───── Source excerpt ─────

[PATCH] D14971: X86: Emit smaller code for moving 8-bit immediates

Mon Nov 30 21:46:32 PST 2015

silvas added a comment.

In http://reviews.llvm.org/D14971#299120, @hans wrote:

> Thanks for looking into this! How does the "or -1" approach compare in your benchmark?

It is the same execution cost as the MOV version so the result will be the same.

I confirmed with the benchmark: http://reviews.llvm.org/P536
(this also includes 2 more milieu's that stress the ALU in different ways; on Jaguar at least, the ALU throughput for "fast" ops is high enough compared to the decode and retire throughput that neither one ends up actually bottlenecking on the ALU (at most, the bottleneck is a "tie" between the ALU and the retire))

This is where we hit an issue with micro-benchmarking. In this microbenchmark the only difference between the "mov -1" and the "or -1" is the loop-carried dependency which isn't an issue since its loop in the dependence graph is just a single cycle (itself, a lone single-cycle OR operation).
The cost of the false dependency could become higher if the register used by the "or -1" version was the destination of a previous high-latency operation, thus preventing the processor from getting work done "in the shadow" of the high-latency operation. E.g. a code sequence like:

  void foo(int x) {
    if (bar(x))
      return;
    .... do a bunch of work dependent on materializing -1 ....
  }
  bool bar(int x) {
    reg_t* Bucket = computeAddressOfBucket(x);
    reg_t Reg = *Bucket; // Load from a random-ish address, say, not in cache.
    if (Reg != 0)
      return false;
    ... other work ...

───── Listed records ─────

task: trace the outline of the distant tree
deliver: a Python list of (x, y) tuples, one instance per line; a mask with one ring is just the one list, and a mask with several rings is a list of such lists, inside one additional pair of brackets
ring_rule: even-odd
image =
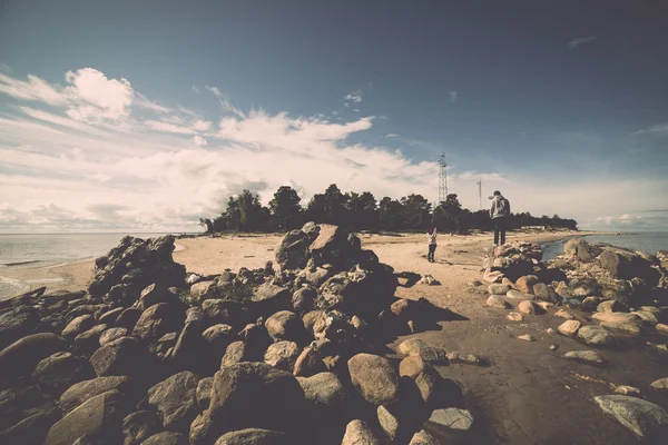
[(278, 230), (292, 230), (301, 226), (302, 206), (299, 195), (289, 186), (281, 186), (269, 201), (273, 227)]

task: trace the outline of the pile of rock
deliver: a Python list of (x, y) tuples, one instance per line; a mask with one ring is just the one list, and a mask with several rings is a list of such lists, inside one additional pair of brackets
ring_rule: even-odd
[(461, 390), (421, 354), (399, 373), (381, 356), (435, 310), (394, 298), (392, 268), (354, 235), (307, 224), (276, 269), (208, 277), (173, 250), (126, 237), (87, 293), (0, 307), (0, 443), (429, 443), (430, 416), (466, 423), (436, 413)]

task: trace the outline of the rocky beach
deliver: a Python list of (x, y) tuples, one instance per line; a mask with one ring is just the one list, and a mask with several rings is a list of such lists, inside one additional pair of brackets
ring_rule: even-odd
[(573, 235), (126, 237), (0, 301), (0, 442), (664, 443), (667, 258)]

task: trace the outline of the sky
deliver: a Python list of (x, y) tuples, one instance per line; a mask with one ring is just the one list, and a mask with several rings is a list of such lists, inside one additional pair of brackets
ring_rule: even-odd
[(0, 233), (345, 191), (668, 230), (664, 1), (0, 0)]

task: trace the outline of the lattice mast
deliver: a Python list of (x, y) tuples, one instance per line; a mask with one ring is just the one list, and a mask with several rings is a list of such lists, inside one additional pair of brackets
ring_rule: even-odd
[(445, 154), (441, 152), (439, 157), (439, 204), (448, 198), (448, 164), (445, 164)]

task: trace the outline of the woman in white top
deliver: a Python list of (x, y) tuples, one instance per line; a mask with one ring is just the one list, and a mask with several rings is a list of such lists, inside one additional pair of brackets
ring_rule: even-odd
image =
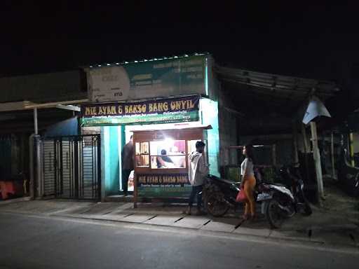
[(245, 146), (243, 153), (245, 156), (245, 159), (241, 165), (241, 187), (243, 188), (248, 198), (245, 201), (243, 219), (247, 220), (250, 217), (251, 219), (254, 219), (255, 217), (255, 201), (253, 192), (256, 182), (253, 170), (253, 147), (251, 145)]

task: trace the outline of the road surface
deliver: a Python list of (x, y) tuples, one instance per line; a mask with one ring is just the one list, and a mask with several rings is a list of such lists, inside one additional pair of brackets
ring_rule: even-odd
[(358, 268), (355, 249), (0, 213), (0, 268)]

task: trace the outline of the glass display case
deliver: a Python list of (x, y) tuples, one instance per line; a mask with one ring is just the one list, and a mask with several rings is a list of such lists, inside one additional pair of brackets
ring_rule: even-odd
[(196, 142), (207, 144), (209, 128), (133, 131), (135, 203), (138, 197), (188, 197), (188, 156), (196, 151)]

─────

**Goals**:
1. In the patch discussion, how does the execution cost of the "or -1" approach compare with the MOV version?
2. Continue the patch discussion from its last line.

**Written answers**:
1. It has the same execution cost as the MOV version.

2.
  }

If we branch predict into the `return false` of `bar` (and through the `if (bar(x))` which is easy) then we end up in ".... do a bunch of work dependent on materializing -1 ....". If we end up materializing -1 into the same register as the high latency `Reg` register in function `bar`, then using "or -1" to materialize it is potentially very detrimental to performance. If only the processor knew that we didn't actually care about the previous value of the register when materializing -1, we may be able to execute dozens of instructions (limited by the processor's retirement buffer (64 COP's for Jaguar, 200-ish micro-ops for the latest big Intel cores)) while waiting for the load from `Bucket`. If the branch predictions are right, then those dozens of instructions that we managed to get through while waiting for the load are effectively already "done"* once the data arrives from memory. Note that in this situation (correct speculation), all of the stuff that is executed "in the shadow" of the high-latency operation is actually on the critical path (would have had to be executed anyway), so this speculative execution is potentially chopping about min(latency of the high-latency operation, size of the reorder buffer) off the critical path, which can be huge.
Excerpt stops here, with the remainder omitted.